## begin Extracted information

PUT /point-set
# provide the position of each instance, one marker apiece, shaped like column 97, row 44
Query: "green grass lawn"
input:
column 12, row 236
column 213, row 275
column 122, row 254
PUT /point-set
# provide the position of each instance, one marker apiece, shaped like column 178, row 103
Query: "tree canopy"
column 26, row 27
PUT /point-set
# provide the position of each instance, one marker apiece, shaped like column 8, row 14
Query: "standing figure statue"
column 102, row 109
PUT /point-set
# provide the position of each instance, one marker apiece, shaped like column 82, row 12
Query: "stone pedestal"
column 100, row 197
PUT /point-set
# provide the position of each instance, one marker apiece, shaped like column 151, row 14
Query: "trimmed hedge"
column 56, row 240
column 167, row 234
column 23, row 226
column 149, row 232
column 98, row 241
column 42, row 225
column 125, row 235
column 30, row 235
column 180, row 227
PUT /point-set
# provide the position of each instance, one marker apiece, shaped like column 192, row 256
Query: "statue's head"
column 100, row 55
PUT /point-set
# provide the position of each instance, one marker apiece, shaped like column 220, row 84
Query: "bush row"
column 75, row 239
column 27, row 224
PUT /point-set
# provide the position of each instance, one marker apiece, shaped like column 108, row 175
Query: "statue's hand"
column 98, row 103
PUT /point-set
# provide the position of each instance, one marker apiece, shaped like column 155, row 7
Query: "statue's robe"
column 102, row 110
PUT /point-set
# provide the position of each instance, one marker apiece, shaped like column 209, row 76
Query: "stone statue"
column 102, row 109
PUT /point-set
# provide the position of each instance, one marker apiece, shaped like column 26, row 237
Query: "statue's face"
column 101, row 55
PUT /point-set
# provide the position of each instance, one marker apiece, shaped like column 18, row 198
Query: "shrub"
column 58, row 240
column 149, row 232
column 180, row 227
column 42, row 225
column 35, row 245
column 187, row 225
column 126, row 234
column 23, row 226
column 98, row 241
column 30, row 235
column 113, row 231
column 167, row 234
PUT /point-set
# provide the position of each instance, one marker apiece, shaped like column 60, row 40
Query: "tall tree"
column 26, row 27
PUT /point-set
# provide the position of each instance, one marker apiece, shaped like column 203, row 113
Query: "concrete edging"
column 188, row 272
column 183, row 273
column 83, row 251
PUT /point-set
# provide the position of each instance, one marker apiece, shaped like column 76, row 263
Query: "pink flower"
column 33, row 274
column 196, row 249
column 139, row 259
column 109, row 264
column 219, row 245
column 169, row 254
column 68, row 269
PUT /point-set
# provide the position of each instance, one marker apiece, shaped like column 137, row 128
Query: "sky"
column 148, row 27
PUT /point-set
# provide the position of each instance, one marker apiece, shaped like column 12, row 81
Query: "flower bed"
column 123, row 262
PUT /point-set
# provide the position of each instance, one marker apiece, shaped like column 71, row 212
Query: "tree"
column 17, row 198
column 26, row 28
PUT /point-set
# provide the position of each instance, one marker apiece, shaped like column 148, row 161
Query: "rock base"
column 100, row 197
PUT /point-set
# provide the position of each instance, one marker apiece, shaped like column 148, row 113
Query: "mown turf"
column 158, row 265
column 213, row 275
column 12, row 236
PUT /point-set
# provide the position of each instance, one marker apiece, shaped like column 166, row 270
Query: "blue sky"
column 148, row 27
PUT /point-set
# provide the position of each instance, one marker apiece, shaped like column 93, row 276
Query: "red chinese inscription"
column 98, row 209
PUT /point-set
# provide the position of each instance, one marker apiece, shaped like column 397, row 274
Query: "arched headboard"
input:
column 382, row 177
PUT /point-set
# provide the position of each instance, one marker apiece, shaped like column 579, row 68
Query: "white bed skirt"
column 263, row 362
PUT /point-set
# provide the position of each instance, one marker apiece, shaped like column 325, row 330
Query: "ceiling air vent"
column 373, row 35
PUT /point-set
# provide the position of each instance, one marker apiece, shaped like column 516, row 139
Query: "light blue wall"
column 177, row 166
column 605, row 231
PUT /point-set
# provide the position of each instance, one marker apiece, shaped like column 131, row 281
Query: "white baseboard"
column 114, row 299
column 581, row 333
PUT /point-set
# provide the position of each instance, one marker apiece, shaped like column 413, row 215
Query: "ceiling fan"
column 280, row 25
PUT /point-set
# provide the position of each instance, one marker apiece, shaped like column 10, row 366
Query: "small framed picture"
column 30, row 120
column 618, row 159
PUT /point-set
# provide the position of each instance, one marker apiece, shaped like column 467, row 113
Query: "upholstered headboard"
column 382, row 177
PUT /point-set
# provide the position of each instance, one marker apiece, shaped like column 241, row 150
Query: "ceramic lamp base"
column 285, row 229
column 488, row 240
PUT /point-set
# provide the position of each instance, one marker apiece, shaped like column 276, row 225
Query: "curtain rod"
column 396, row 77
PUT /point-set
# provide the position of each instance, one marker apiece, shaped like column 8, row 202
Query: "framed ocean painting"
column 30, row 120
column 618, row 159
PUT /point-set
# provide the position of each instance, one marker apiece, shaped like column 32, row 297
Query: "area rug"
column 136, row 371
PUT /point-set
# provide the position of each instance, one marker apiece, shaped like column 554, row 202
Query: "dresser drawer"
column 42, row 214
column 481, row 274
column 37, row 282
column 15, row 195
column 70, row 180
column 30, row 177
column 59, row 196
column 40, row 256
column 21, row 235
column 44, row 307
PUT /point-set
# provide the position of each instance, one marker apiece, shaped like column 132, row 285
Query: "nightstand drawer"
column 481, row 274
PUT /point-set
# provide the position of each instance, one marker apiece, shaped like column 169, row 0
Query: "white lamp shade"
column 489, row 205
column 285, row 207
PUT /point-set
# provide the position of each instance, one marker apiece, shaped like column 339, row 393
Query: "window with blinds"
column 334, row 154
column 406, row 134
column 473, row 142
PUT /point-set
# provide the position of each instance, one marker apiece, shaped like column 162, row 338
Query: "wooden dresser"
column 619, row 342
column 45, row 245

## end Extracted information

> **Direction**: Reproduce all of the entries above line for line, leaving every character unchanged.

> **Result**:
PUT /point-set
# provide the position of each instance, one marker apiece, shaped like column 97, row 44
Query: "green grass lawn"
input:
column 12, row 236
column 213, row 275
column 122, row 254
PUT /point-set
# provide the position of each instance, one marker apiece, shaped like column 178, row 103
Query: "tree canopy"
column 26, row 27
PUT /point-set
# provide the position of each instance, one marker apiece, shaped like column 8, row 14
Query: "standing figure statue"
column 102, row 109
PUT /point-set
# provide the position of each instance, one marker apiece, shaped like column 82, row 12
Query: "stone pedestal"
column 100, row 197
PUT /point-set
# provide the position of each instance, one marker apiece, shaped like column 151, row 14
Query: "trimmed hedge"
column 56, row 240
column 167, row 234
column 23, row 226
column 149, row 232
column 98, row 241
column 42, row 225
column 125, row 235
column 30, row 235
column 180, row 227
PUT /point-set
# provide the position of each instance, one marker apiece, shaped like column 192, row 256
Query: "statue's head"
column 100, row 55
PUT /point-set
# provide the position of each instance, one marker apiece, shaped like column 220, row 84
Query: "bush row"
column 75, row 239
column 27, row 224
PUT /point-set
# provide the position of each instance, one marker apiece, shaped like column 108, row 175
Query: "statue's hand"
column 98, row 103
PUT /point-set
# provide the position of each instance, one marker apiece, shaped like column 155, row 7
Query: "statue's robe"
column 102, row 110
PUT /point-set
# provide the position of each instance, one marker apiece, shaped like column 209, row 76
Query: "stone statue"
column 102, row 109
PUT /point-set
# provide the position of each instance, one marker apiece, shaped like column 26, row 237
Query: "statue's face"
column 101, row 55
PUT /point-set
# provide the position of each instance, one marker apiece, shaped like column 18, row 198
Query: "shrub"
column 58, row 240
column 149, row 232
column 180, row 227
column 42, row 225
column 35, row 245
column 187, row 225
column 126, row 234
column 23, row 226
column 98, row 241
column 30, row 235
column 113, row 231
column 167, row 234
PUT /point-set
# provide the position of each instance, one marker apiece, shaped like column 60, row 40
Query: "tall tree"
column 26, row 27
PUT /point-set
# provide the position of each instance, one marker apiece, shaped like column 203, row 113
Query: "concrete edging"
column 188, row 272
column 183, row 273
column 83, row 251
PUT /point-set
# provide the position of each instance, one marker apiece, shaped like column 76, row 263
Query: "pink flower"
column 33, row 274
column 196, row 249
column 139, row 259
column 109, row 264
column 219, row 245
column 169, row 254
column 68, row 269
PUT /point-set
# provide the position of each instance, one marker apiece, shaped like column 137, row 128
Query: "sky"
column 148, row 27
PUT /point-set
# provide the position of each instance, one marker apiece, shaped like column 12, row 81
Query: "flower bed"
column 123, row 262
PUT /point-set
# provide the position of each instance, one marker apiece, shaped like column 71, row 212
Query: "tree"
column 17, row 198
column 26, row 28
PUT /point-set
# provide the position of each instance, one marker apiece, shaped like column 148, row 161
Query: "rock base"
column 100, row 197
PUT /point-set
# provide the position of each instance, one marker apiece, shaped like column 148, row 113
Query: "mown turf"
column 158, row 265
column 213, row 275
column 12, row 236
PUT /point-set
# provide the position of each instance, one marker apiece, shaped like column 166, row 270
Query: "blue sky"
column 148, row 27
PUT /point-set
# provide the position of each instance, one marker apiece, shaped like column 93, row 276
Query: "red chinese inscription"
column 98, row 209
PUT /point-set
# provide the position of each instance, one marker apiece, shaped like column 397, row 274
Query: "arched headboard"
input:
column 382, row 177
PUT /point-set
# provide the position of each instance, one marker apiece, shaped like column 579, row 68
Query: "white bed skirt"
column 263, row 362
PUT /point-set
# provide the position of each instance, one marker apiece, shaped like column 325, row 330
Query: "ceiling air vent"
column 373, row 35
PUT /point-set
# provide the position of each instance, one marker apiece, shaped like column 516, row 139
Query: "light blue wall"
column 177, row 166
column 605, row 231
PUT /point-set
# provide the position of each instance, one marker apiece, shaped like column 131, row 281
Query: "white baseboard"
column 114, row 299
column 581, row 333
PUT /point-set
# provide the position of each instance, one marker apiece, shaped like column 413, row 215
Query: "ceiling fan"
column 280, row 25
PUT /point-set
# provide the position of each instance, one marker apiece, shaped like column 10, row 366
Query: "small framed picture"
column 30, row 120
column 618, row 159
PUT /point-set
# provide the position of each instance, one marker apiece, shaped like column 467, row 113
Query: "upholstered headboard"
column 382, row 177
PUT /point-set
# provide the position of each instance, one marker apiece, shaped like column 241, row 150
Query: "ceramic lamp base"
column 285, row 229
column 488, row 240
PUT /point-set
# provide the position of each instance, one marker apiece, shaped like column 276, row 225
Query: "curtain rod"
column 396, row 77
PUT /point-set
# provide the position of each instance, one marker apiece, shaped like column 8, row 202
Query: "framed ocean painting"
column 30, row 120
column 618, row 159
PUT /point-set
# provide the position of each instance, one marker apiece, shaped like column 32, row 297
Query: "area rug"
column 136, row 371
PUT /point-set
# provide the position of each instance, one marker apiece, shaped like column 554, row 202
Query: "dresser drawer"
column 42, row 214
column 481, row 274
column 37, row 282
column 15, row 195
column 70, row 180
column 30, row 177
column 59, row 196
column 40, row 256
column 21, row 235
column 44, row 307
PUT /point-set
# provide the position of each instance, one marker apiece, shaped like column 132, row 285
Query: "nightstand drawer"
column 481, row 274
PUT /point-set
# provide the position of each instance, one marker apiece, shaped like column 169, row 0
Query: "white lamp shade"
column 489, row 205
column 285, row 207
PUT /point-set
# provide the position of each instance, one marker apiece, shaped like column 339, row 393
Query: "window with blinds"
column 334, row 154
column 406, row 134
column 473, row 142
PUT /point-set
# provide the position of each instance, one marker apiece, shaped like column 162, row 338
Query: "wooden dresser"
column 619, row 342
column 45, row 245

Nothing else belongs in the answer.